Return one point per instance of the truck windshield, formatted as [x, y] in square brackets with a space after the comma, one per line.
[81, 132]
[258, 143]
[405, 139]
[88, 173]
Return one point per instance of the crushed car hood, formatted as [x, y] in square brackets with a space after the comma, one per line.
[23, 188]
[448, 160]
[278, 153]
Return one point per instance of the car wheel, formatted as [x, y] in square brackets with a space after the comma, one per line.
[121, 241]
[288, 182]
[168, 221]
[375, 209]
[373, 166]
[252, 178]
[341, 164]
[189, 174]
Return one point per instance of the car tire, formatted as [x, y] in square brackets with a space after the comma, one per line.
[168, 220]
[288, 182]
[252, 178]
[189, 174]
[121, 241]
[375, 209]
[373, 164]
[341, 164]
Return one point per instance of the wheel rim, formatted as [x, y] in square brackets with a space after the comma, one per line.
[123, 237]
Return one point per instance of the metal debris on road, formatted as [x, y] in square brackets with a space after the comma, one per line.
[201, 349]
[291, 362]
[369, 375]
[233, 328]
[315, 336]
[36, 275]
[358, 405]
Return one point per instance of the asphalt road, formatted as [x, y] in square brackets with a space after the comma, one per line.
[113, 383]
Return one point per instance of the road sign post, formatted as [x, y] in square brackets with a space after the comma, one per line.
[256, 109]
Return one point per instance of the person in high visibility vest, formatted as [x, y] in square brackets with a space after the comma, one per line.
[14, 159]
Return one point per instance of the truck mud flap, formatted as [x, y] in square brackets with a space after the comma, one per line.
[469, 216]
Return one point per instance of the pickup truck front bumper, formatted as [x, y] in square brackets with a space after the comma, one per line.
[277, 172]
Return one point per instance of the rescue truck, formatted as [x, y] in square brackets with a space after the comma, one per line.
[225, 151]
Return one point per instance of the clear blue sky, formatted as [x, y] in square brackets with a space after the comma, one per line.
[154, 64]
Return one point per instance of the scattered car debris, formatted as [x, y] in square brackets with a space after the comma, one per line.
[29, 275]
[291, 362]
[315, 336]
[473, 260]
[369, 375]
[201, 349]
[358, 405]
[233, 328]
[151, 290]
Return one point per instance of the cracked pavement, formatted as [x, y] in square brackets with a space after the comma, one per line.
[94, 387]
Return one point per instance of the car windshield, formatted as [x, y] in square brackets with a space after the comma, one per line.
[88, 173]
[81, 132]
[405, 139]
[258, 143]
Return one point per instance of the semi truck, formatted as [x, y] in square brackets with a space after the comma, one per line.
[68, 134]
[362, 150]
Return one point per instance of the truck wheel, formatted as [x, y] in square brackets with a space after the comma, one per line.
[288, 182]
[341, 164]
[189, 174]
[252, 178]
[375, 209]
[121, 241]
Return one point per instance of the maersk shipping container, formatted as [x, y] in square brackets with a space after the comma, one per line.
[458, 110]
┄┄┄┄┄┄
Give the material above again, word for word.

Return one point per instance of the truck windshield, formatted as [x, y] in square brackets with a space after the comma, one per line.
[81, 132]
[258, 143]
[405, 139]
[88, 173]
Return one point per instance of the crushed car hood, formatted as [x, y] in square brackets with a space after the comma, one per line.
[23, 188]
[448, 160]
[278, 153]
Return one point per instance of the car wheel, formatted as [x, y] in square brackets with a space after the comma, one per line.
[121, 241]
[288, 182]
[168, 221]
[375, 209]
[373, 166]
[252, 178]
[341, 164]
[189, 174]
Return one point per instance of the car tire, formatted as [x, y] in square brackets with a space after the comma, one per line.
[168, 220]
[288, 182]
[252, 178]
[189, 174]
[121, 241]
[375, 209]
[373, 164]
[341, 164]
Return one point per instance of the wheel rim, formatted as [x, y] in square brackets with a space after the comma, one per line.
[123, 237]
Return one point per instance of the metal debris on road, formatted as [x, y] in square brackets with a space after the comma, one per line.
[201, 349]
[291, 362]
[369, 375]
[233, 328]
[315, 336]
[36, 275]
[358, 405]
Return one point per instance of the asphalt road, formatted as [x, y] in square brackets with a space after the comma, one per line.
[113, 383]
Return one point per instance of the road sign post, formatted as [x, y] in square brackets with a space after the comma, one per line.
[256, 109]
Return one point per instance of the person in high visibility vest, formatted as [x, y] in square brackets with a space after the comma, one per line.
[14, 159]
Return one point per instance of the truck mud flap, formatted as [x, y] in square brackets with a space after the comma, one per line.
[469, 216]
Return one point per instance of the pickup truck front bumper, formatted as [x, y] in square brackets with a space after the comma, one per line.
[277, 172]
Return one point per instance of the rescue truck, formatted as [x, y] in square brackets with a space after the comma, one per line.
[225, 151]
Return one point per instance of the clear blue sky, formatted as [x, y] in square brackets with a space after the comma, one per line.
[154, 64]
Return one point per instance of the scattered car debris, formatted as [x, y] in square brackets with a space after the comma, one per line.
[29, 275]
[291, 362]
[315, 336]
[473, 260]
[369, 375]
[201, 349]
[358, 405]
[233, 328]
[151, 290]
Return one point per instance of the cracked pavement, formatted as [x, y] in square brackets with a space after the comma, one per line.
[94, 387]
Return one point per instance of the car windshield, formatted as [x, y] in square brackets with a space after the comma, one per line.
[88, 173]
[81, 132]
[405, 139]
[258, 143]
Return one point per instance of the semi truck, formatted as [x, y] in square brackets with a space after the comma, one per line.
[68, 134]
[362, 150]
Return one point per instance of the truck wheel, formatted as [x, y] in square brackets with a space after the comma, one per line.
[288, 182]
[341, 164]
[189, 174]
[252, 178]
[375, 209]
[121, 241]
Return one point per instance of the maersk shipping container, formatted as [x, y] in square brackets with a space after the comma, one per line.
[458, 110]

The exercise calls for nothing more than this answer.